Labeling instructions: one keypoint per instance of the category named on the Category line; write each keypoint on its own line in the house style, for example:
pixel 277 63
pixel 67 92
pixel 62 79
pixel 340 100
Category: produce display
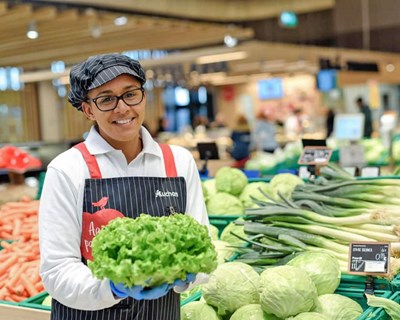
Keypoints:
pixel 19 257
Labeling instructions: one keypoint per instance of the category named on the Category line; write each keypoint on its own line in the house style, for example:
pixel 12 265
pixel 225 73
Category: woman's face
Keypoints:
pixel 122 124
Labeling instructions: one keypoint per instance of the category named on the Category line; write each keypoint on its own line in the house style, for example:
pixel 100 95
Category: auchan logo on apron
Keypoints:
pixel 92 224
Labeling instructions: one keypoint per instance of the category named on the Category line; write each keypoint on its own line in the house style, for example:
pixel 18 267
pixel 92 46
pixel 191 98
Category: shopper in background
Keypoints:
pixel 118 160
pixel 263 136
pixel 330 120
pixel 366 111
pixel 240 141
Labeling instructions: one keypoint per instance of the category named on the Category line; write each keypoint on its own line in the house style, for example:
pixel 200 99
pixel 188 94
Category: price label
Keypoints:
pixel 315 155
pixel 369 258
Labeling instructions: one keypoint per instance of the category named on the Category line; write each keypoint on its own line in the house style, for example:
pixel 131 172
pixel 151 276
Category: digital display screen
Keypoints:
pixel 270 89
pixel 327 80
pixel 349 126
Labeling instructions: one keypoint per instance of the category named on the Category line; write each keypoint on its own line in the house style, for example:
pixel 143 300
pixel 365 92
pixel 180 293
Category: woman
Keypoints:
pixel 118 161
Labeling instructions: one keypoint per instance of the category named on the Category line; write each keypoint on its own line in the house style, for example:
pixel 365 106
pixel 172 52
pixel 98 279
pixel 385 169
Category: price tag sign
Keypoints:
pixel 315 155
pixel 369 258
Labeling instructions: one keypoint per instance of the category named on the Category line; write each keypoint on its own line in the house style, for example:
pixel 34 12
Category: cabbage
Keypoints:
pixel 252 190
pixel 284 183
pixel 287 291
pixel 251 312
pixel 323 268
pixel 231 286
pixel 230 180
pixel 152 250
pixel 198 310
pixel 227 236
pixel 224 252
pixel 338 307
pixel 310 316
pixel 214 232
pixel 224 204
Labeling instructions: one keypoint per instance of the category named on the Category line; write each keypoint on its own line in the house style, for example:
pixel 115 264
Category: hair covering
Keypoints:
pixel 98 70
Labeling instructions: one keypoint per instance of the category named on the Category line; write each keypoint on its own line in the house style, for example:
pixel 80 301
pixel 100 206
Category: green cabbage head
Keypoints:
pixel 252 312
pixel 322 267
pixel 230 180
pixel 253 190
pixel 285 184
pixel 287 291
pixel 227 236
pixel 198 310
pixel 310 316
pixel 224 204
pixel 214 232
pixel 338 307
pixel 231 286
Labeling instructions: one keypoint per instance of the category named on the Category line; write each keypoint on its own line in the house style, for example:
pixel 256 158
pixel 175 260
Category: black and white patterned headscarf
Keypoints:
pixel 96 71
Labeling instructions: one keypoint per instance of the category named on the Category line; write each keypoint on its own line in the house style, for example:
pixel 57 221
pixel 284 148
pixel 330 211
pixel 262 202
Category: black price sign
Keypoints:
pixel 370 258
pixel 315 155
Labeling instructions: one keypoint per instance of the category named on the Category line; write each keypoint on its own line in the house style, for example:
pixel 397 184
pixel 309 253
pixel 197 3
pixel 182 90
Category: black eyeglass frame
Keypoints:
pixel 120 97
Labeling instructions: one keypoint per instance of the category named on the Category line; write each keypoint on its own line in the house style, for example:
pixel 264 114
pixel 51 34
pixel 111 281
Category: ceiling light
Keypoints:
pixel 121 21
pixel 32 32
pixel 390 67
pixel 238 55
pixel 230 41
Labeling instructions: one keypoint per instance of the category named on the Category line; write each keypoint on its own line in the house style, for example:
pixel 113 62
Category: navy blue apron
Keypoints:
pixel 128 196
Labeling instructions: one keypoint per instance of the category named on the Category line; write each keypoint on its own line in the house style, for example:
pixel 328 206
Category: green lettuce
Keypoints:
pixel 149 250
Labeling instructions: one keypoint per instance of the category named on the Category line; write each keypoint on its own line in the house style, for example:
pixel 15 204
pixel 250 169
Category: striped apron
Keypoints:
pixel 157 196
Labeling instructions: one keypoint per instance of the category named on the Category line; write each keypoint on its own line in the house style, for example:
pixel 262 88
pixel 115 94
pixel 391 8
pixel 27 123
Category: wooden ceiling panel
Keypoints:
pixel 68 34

————

### Task statement
Give the entries again, exactly and in full, with no image included.

### Output of the task
Labeling instructions: one keypoint per instance of the category named on the Category line; write each keypoint on its own line in the house style, for example:
pixel 277 63
pixel 67 92
pixel 62 79
pixel 340 100
Category: produce display
Keypoints:
pixel 19 257
Labeling instructions: one keypoint per instance of the category named on the Category line; write each keypoint on its own line in the house style, for example:
pixel 12 265
pixel 225 73
Category: woman's face
Keypoints:
pixel 122 124
Labeling instructions: one keypoint per instance of the category named on the Category line; write each keypoint on its own line in the house style, for example:
pixel 100 95
Category: auchan logo on apron
Keypoints:
pixel 92 224
Labeling instructions: one keypoint per instance of the category named on the Category line; write each keypoint on its own line in the house style, for example:
pixel 18 267
pixel 92 46
pixel 191 98
Category: shopper in background
Keypoints:
pixel 118 160
pixel 263 136
pixel 330 120
pixel 366 111
pixel 240 141
Labeling instructions: one keypoint per instance of the category named on the Category line; write each keypoint on its own line in the house style, for example:
pixel 200 99
pixel 188 94
Category: price label
Keypoints:
pixel 315 155
pixel 369 258
Labeling instructions: one keypoint per instance of the category named on the Category line; write each keypoint on its own line in the house style, for example:
pixel 131 172
pixel 151 276
Category: digital display screen
Keypoints:
pixel 270 89
pixel 327 80
pixel 349 126
Labeling instructions: one keypoint per instance of the category named on the Category line; write each keypoint on its own line in the house style, for example:
pixel 143 300
pixel 365 92
pixel 180 293
Category: woman
Keypoints:
pixel 118 161
Labeling instructions: one keypoint per instance of the category named on the Category line; write each keypoint on its own line in the house style, for example:
pixel 365 106
pixel 172 52
pixel 98 279
pixel 385 169
Category: price tag sign
Keypoints:
pixel 315 155
pixel 369 258
Labeling instructions: one keypoint per instance of the category named on the Category line; write each keypoint on its own line in the house style, for example:
pixel 34 12
Category: cabbage
Keypoints:
pixel 252 190
pixel 284 183
pixel 287 291
pixel 251 312
pixel 323 268
pixel 231 286
pixel 230 180
pixel 152 250
pixel 198 310
pixel 227 236
pixel 224 252
pixel 338 307
pixel 310 316
pixel 214 232
pixel 224 204
Labeling instructions: one keypoint per instance of the category named on the Category line; write each keypoint on its own line in the house style, for example:
pixel 115 264
Category: hair covering
Keypoints:
pixel 98 70
Labeling instructions: one keypoint per instance of the category named on the Category line; write each keypoint on its own line in the house style, for example:
pixel 80 301
pixel 100 206
Category: green cabbage head
Keypoints:
pixel 252 312
pixel 322 267
pixel 230 180
pixel 253 190
pixel 285 184
pixel 287 291
pixel 227 236
pixel 198 310
pixel 310 316
pixel 224 204
pixel 214 232
pixel 338 307
pixel 231 286
Labeling instructions: one keypoint per instance of the category named on the Category line; write each keypoint on its own line in the house style, for example:
pixel 256 158
pixel 175 260
Category: black and white patterned headscarf
Keypoints:
pixel 96 71
Labeling instructions: one keypoint per instance of the category named on the Category line; write each keypoint on its own line in the house style, for example:
pixel 57 221
pixel 284 148
pixel 330 211
pixel 262 202
Category: black price sign
Keypoints:
pixel 370 258
pixel 315 155
Labeling instructions: one keypoint per instance of the category named on the Category line; write each keypoint on its own line in the house style, for example:
pixel 397 184
pixel 309 253
pixel 197 3
pixel 182 90
Category: black eyeglass frame
Keypoints:
pixel 120 97
Labeling instructions: one keypoint per instance of the category named on the Category line; write each keypoint on its own line in the house style, for example:
pixel 264 114
pixel 51 34
pixel 111 281
Category: ceiling light
Keypoints:
pixel 121 21
pixel 32 32
pixel 390 67
pixel 238 55
pixel 230 41
Labeling instructions: one keypoint per instance of the category named on the Category line; write each keypoint on its own line in the house style, for example:
pixel 113 62
Category: navy blue apron
Keypoints:
pixel 128 196
Labeling instructions: one keypoint per instance of the category named on the Category line; write each keypoint on its own line in the house style, for example:
pixel 328 206
Category: green lettuce
Keypoints:
pixel 149 250
Labeling instructions: one keypoint per instance of the category named on the Category line; write each keypoint on its own line in the house style, for example:
pixel 15 204
pixel 250 169
Category: striped apron
Keypoints:
pixel 157 196
Labeling instructions: one keypoint per instance of the category named on the Category line; write each keypoint on its own line in the house style, for example:
pixel 262 88
pixel 115 94
pixel 391 8
pixel 27 123
Category: wooden ceiling panel
Keypoints:
pixel 68 34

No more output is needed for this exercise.